READING PASSAGE:
======
In FIG. 3, one discerns the arc-shaped curvature of the leaf springs 20. The lower ends 20a of the leaf springs 20 abut the lateral surfaces 24 of the section A. The dash-dotted line in FIG. 3 shows the untensioned shape of a leaf spring 20 prior to the insertion into the plug socket 14. One discerns that, during the insertion, due to the then occurring bending of the elastic leaf springs 20 towards a flat configuration, the springs are displaced inwardly, with their lower ends 20a on the lateral surfaces 24, until the lower ends come into abutting contact with stop surfaces 34 of the basic pin 10. The stop surfaces 34 are formed by transition shoulders between the partial section A and the lower partial section C. Adjacent to these stop sufraces 34, there are formed, by way of caulking of the basic pin 10 in the zone of the section C, noses 36, behind which the ends 20a of the leaf spring 20 engage, at least when the contact pin package has been fully inserted into the plug socket 14. Due to the ends 20a abutting the stop surfaces 34, the resistance of the leaf springs 20 to a radial compression is considerably increased, so that a sufficient contact pressure between the leaf springs 20 and the internal circumferential surface of the plug socket 14 is ensured.
From FIG. 5, one can clearly see that the contact springs 20, which are curved in a cross-sectional area extending perpendicular to the longitudinal axis of the basic pin 10 such as to have their concavely shaped internal faces 20a opposed to the lateral surfaces 24, have longitudinal edge zones 20f, and more particularly sharp edges 20ff of the longitudinal edge zones, which engage the lateral surfaces 24.
======
LISTING:
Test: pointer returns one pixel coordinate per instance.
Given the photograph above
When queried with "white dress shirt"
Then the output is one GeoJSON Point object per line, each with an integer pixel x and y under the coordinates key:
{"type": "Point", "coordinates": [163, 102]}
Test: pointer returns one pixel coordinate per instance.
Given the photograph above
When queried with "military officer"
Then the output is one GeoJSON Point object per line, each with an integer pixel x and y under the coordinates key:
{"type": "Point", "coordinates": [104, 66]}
======
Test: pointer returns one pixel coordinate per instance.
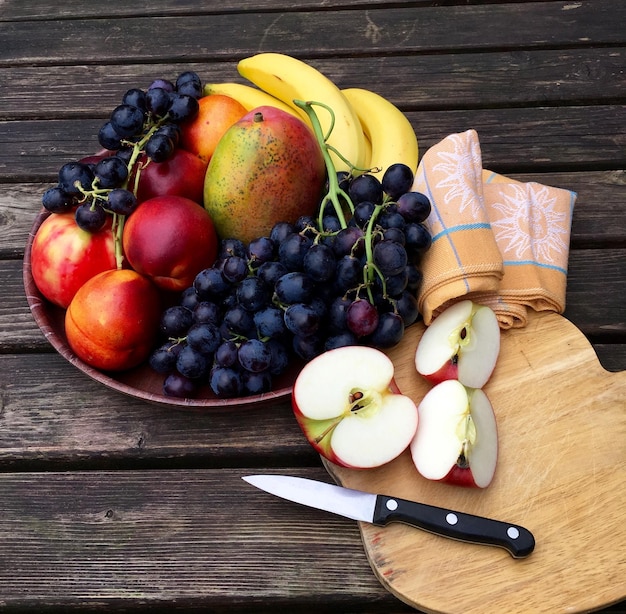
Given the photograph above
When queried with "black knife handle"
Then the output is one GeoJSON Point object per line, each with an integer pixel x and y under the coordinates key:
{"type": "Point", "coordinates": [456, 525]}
======
WHAT IS BEING ASKED: Repeat the part of the contact spring passage starting with "From FIG. 5, one" and going on through "lateral surfaces 24.", replacing "longitudinal edge zones" with "lengthwise edge regions".

FULL OUTPUT:
From FIG. 5, one can clearly see that the contact springs 20, which are curved in a cross-sectional area extending perpendicular to the longitudinal axis of the basic pin 10 such as to have their concavely shaped internal faces 20a opposed to the lateral surfaces 24, have lengthwise edge regions 20f, and more particularly sharp edges 20ff of the lengthwise edge regions, which engage the lateral surfaces 24.